» **TASK PROMPT**:
Convert the listing below into a JSON list of strings with one string per line, skipping blank lines and omitting the pictures.

» **DATA SUPPLIED**:
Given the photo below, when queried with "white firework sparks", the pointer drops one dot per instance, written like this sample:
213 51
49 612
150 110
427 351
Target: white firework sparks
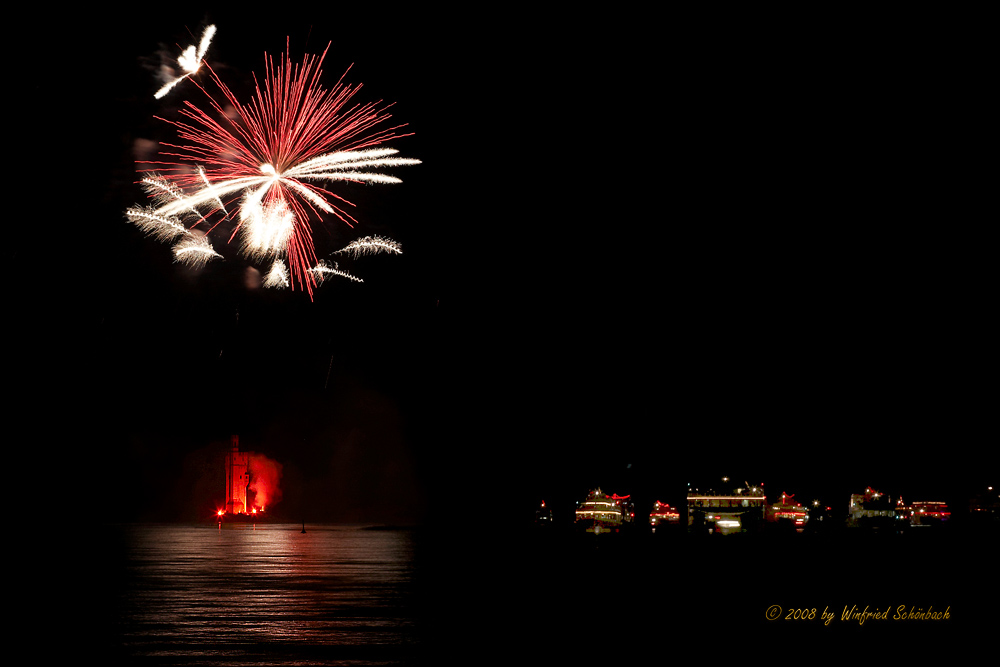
189 61
324 269
194 250
277 276
370 245
265 228
160 227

» **SOLUTION**:
[
  "Given the photo below, when queried with \"white firework sparks\", the pointer drops one dot per instance, written like this sample:",
  "213 51",
  "49 612",
  "150 110",
  "427 351",
  "Target: white firework sparks",
  "189 61",
  "324 269",
  "194 250",
  "277 276",
  "370 245",
  "265 228",
  "160 227"
]